Image location labeling entries
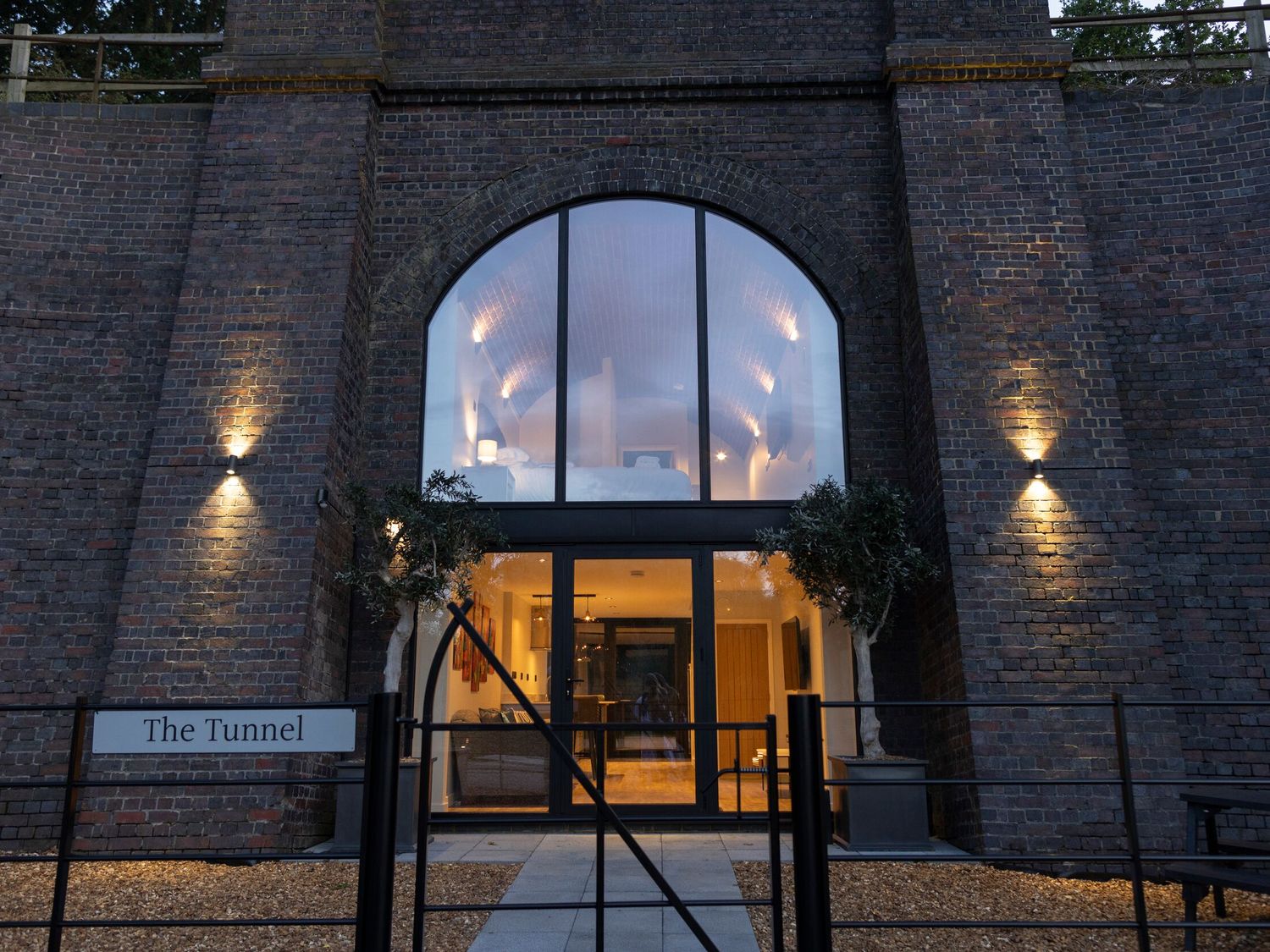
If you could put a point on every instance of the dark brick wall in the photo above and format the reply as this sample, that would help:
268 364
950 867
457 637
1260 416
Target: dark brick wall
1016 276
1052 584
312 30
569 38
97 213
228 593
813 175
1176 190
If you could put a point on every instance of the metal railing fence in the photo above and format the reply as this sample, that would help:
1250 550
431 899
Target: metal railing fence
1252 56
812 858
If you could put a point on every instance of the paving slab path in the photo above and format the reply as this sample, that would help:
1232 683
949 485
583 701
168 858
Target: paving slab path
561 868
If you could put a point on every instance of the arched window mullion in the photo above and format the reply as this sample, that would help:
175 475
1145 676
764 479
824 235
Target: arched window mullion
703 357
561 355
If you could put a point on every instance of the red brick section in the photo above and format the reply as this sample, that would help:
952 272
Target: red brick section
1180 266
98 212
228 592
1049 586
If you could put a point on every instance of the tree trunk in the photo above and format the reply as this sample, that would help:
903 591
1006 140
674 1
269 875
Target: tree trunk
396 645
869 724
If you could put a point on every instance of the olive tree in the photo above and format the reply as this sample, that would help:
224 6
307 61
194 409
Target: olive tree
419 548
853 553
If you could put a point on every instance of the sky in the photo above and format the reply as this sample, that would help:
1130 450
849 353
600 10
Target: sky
==
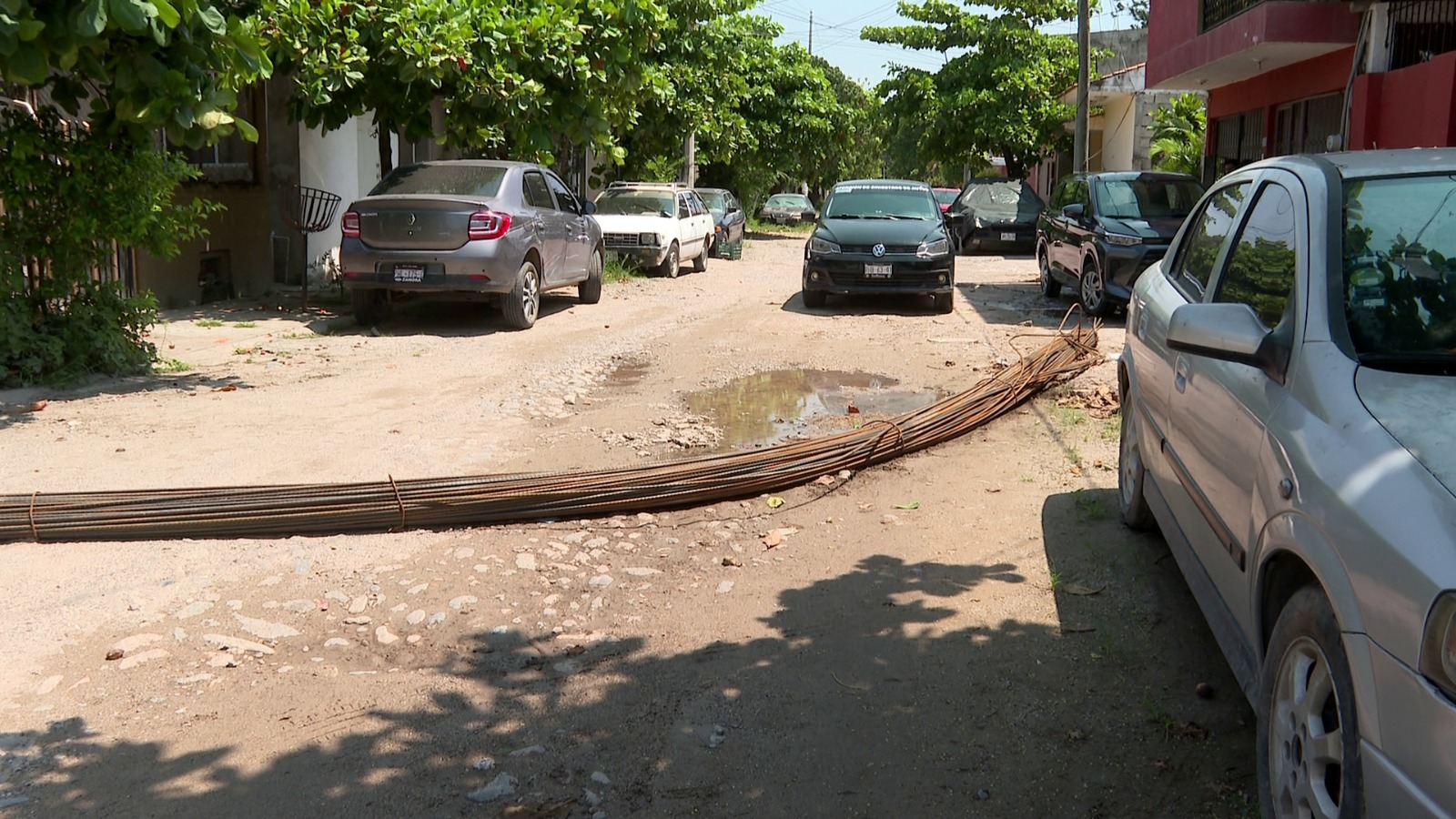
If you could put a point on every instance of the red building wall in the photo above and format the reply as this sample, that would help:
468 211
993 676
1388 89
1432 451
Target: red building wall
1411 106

*EXERCISE OBJECTIVE*. Pull out each line above that contains the word "window". Case must match.

*RESPONSE FOR THIS EXERCISE*.
If you could put a point on every instance of the arched window mullion in the photo above and format the reply as this sample, that would help:
Target: arched window mullion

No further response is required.